*What this task involves*: What is needed here is an exact reprint of every record below.

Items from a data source
---
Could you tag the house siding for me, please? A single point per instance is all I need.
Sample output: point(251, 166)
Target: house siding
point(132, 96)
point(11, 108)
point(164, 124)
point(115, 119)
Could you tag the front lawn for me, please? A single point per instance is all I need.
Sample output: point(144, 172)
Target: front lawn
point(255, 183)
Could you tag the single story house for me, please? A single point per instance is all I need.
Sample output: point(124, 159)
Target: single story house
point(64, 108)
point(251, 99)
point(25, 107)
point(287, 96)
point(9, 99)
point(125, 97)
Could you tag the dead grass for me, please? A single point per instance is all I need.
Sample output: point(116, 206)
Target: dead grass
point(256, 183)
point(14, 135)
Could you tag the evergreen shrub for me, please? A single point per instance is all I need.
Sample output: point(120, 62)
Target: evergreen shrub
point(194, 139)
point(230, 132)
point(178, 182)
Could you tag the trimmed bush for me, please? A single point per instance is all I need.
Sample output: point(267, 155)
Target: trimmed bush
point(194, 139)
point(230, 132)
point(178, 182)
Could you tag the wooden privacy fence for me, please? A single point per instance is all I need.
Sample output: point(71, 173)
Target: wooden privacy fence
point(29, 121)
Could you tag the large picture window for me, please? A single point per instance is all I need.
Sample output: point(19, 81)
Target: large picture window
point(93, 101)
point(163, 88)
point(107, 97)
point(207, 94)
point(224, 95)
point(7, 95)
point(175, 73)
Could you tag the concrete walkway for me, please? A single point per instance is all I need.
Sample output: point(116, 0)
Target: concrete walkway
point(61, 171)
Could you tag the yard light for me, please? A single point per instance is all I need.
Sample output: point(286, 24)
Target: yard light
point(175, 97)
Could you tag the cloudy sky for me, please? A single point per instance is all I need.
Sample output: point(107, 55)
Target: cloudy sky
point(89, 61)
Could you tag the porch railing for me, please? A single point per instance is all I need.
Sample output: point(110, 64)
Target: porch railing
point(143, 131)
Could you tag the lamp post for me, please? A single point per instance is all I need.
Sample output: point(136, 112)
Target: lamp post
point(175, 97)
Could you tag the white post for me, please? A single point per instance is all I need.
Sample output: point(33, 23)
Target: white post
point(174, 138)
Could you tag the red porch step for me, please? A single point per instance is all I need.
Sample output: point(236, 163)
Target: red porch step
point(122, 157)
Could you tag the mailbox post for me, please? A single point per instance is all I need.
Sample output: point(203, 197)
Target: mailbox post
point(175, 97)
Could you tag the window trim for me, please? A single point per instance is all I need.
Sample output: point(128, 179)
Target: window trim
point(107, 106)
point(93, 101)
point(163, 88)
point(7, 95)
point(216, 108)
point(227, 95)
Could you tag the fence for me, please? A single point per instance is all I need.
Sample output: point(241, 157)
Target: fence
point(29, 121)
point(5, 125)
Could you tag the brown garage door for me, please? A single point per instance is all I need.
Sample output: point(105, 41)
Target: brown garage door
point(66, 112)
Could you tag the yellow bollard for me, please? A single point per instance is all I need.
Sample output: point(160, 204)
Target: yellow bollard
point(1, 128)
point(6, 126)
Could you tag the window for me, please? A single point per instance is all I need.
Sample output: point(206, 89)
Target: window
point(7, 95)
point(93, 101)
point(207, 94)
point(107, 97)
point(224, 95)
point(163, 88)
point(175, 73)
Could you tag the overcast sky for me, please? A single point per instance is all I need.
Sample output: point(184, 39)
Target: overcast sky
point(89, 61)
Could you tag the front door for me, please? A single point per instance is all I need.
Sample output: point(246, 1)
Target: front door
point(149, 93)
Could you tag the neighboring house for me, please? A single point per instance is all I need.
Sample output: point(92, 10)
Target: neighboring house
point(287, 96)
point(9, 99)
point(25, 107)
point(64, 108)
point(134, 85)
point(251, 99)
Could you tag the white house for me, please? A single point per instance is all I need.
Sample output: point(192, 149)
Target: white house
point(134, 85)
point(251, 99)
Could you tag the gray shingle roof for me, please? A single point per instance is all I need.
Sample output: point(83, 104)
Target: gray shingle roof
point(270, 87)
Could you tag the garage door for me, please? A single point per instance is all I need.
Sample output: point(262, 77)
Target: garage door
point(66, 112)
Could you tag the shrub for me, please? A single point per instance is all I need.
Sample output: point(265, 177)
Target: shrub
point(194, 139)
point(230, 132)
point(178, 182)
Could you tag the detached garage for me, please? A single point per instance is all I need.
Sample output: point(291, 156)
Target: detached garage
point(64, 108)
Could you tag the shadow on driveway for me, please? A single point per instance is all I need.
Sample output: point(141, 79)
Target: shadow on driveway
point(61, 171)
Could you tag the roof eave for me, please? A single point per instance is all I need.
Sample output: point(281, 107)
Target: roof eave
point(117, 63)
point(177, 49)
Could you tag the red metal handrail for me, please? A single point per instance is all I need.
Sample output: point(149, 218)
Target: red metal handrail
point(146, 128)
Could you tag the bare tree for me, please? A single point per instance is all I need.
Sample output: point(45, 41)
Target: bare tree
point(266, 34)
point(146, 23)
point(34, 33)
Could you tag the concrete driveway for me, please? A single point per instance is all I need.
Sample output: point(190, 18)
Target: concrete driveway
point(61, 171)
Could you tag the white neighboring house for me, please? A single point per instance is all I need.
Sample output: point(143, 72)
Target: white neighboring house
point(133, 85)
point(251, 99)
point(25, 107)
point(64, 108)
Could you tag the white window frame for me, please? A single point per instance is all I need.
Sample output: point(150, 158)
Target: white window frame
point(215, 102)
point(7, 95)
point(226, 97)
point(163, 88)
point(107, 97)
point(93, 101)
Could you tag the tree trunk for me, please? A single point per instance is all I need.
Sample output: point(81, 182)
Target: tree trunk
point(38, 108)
---
*Written solution*:
Could you tag the house siding for me, please? A single point per instance is all I need.
Sample output: point(251, 166)
Target: house siding
point(132, 96)
point(11, 108)
point(164, 124)
point(115, 119)
Could you tag the front lawn for me, please? A single point per instance is all I need.
Sample output: point(144, 172)
Target: front lawn
point(255, 183)
Could you tag the single story house for me, please? A single point per instance is all I need.
Sample output: point(124, 159)
Target: single story house
point(64, 108)
point(251, 99)
point(25, 107)
point(287, 96)
point(9, 99)
point(125, 97)
Could you tag the dead grass for me, please? A single point per instance is all I need.
Sample output: point(116, 206)
Target: dead grass
point(256, 183)
point(14, 135)
Could you tag the evergreen shrub for me, please? A single point per instance is all I need.
Sample output: point(120, 62)
Target: evergreen shrub
point(194, 139)
point(230, 132)
point(178, 182)
Could you tag the trimmed bush for me, please? A single point per instance is all I need.
Sample output: point(267, 155)
Target: trimmed bush
point(194, 139)
point(230, 132)
point(178, 182)
Could you tag the wooden privacy fence for me, please? A single point per instance is all I need.
Sample output: point(71, 173)
Target: wooden privacy fence
point(29, 121)
Could you tag the large picture window for me, please? A single point per instance is all I need.
Sample output: point(19, 81)
Target: large picture window
point(93, 101)
point(163, 88)
point(107, 97)
point(207, 94)
point(224, 95)
point(7, 95)
point(175, 73)
Could you tag the concrete walkway for me, please? A single point per instance is all I need.
Sample output: point(116, 0)
Target: concrete walkway
point(61, 171)
Could you tag the yard light for me, please? A single point per instance is all I need.
Sample output: point(286, 24)
Target: yard light
point(175, 97)
Could you tag the cloudy sky for me, please? A single point per instance is all I need.
Sample output: point(107, 55)
Target: cloudy sky
point(89, 61)
Could you tag the porch railing for me, please? A single point per instance is all I need.
Sample output: point(110, 64)
Target: porch railing
point(143, 131)
Could you tag the lamp post for me, please? A single point per instance is all I need.
Sample output: point(136, 112)
Target: lamp post
point(175, 97)
Could you tag the white post for me, please? A single point per instance is all I need.
Sample output: point(33, 23)
Target: white post
point(174, 138)
Could you tag the red porch step for me, please? A single point per instance is all I need.
Sample output: point(236, 163)
Target: red porch step
point(122, 157)
Could you tag the mailbox post for me, please? A single point per instance is all I need.
Sample output: point(203, 197)
Target: mailbox post
point(175, 97)
Could you tag the window trim for me, please? A single point per instance is all I need.
Sample output: point(128, 179)
Target: window trim
point(107, 106)
point(93, 101)
point(163, 88)
point(7, 95)
point(216, 108)
point(227, 95)
Could you tag the fence for me, please? A single point per instance is all I need.
Sample output: point(241, 157)
Target: fence
point(29, 121)
point(5, 125)
Could you tag the brown garage door for me, please? A single point per instance is all I need.
Sample output: point(105, 41)
Target: brown garage door
point(66, 112)
Could you tag the yellow bollard for me, please? A single point per instance is all I need.
Sample output: point(160, 204)
Target: yellow bollard
point(1, 128)
point(6, 126)
Could you tag the window for me, please? A single point per instance is all I need.
Sample output: point(206, 89)
Target: window
point(7, 95)
point(93, 101)
point(207, 94)
point(107, 97)
point(224, 95)
point(163, 88)
point(175, 73)
Could you tag the overcast sky for me, please? A single point per instance is all I need.
Sample output: point(184, 39)
Target: overcast sky
point(89, 61)
Could you tag the front door for me, please? A single point per instance is all I need.
Sample output: point(246, 1)
Target: front door
point(149, 93)
Could you tag the neighboring house for me, please? A single point per instance is all I need.
Sample output: point(92, 10)
Target: neighboring house
point(287, 96)
point(9, 99)
point(25, 107)
point(64, 108)
point(134, 85)
point(251, 99)
Could you tag the white house for me, please? A single point per instance is all I need.
Sample output: point(192, 149)
Target: white house
point(134, 85)
point(251, 99)
Could you tag the gray shingle roof for me, please? A single point per instance is all I need.
Sample output: point(83, 104)
Target: gray shingle roof
point(270, 87)
Could you tag the garage door for me, please? A single point per instance is all I need.
Sample output: point(262, 77)
Target: garage door
point(66, 112)
Could you tag the shrub for me, please? A single point per instance is all I need.
Sample output: point(265, 177)
Target: shrub
point(194, 139)
point(230, 132)
point(178, 182)
Could you tag the detached garage for me, please? A single point per instance is all I need.
Sample output: point(291, 156)
Target: detached garage
point(64, 108)
Could you tag the shadow on driveway for me, please? A single point per instance is all I need.
Sample output: point(141, 79)
Target: shadow on driveway
point(61, 171)
Could you tag the roof eave for me, please? A single point per instance is all I need.
Sample output: point(281, 107)
Target: roof eave
point(117, 63)
point(177, 49)
Could you tag the red metal handrail for me, please? A single point per instance is all I need.
Sample output: point(149, 218)
Target: red metal handrail
point(146, 128)
Could you tag the bare tree for me, please? A single point per instance is all I need.
Sample output: point(45, 41)
Target: bare tree
point(266, 34)
point(146, 23)
point(34, 33)
Could you tag the concrete driveway for me, please? A single point per instance is all I need.
Sample output: point(190, 18)
Target: concrete driveway
point(61, 171)
Could you tag the white neighboring house for me, please? A single point per instance is all I need.
Sample output: point(143, 72)
Target: white neighboring house
point(133, 85)
point(251, 99)
point(25, 107)
point(64, 108)
Could you tag the white window frame for me, please? A single point per instance is all I need.
Sample output: point(150, 158)
Target: white window frame
point(215, 102)
point(7, 95)
point(226, 97)
point(163, 88)
point(107, 97)
point(93, 101)
Could you tag the tree trunk for me, please? A single point per instance is all I need.
Sample output: point(81, 182)
Target: tree trunk
point(38, 108)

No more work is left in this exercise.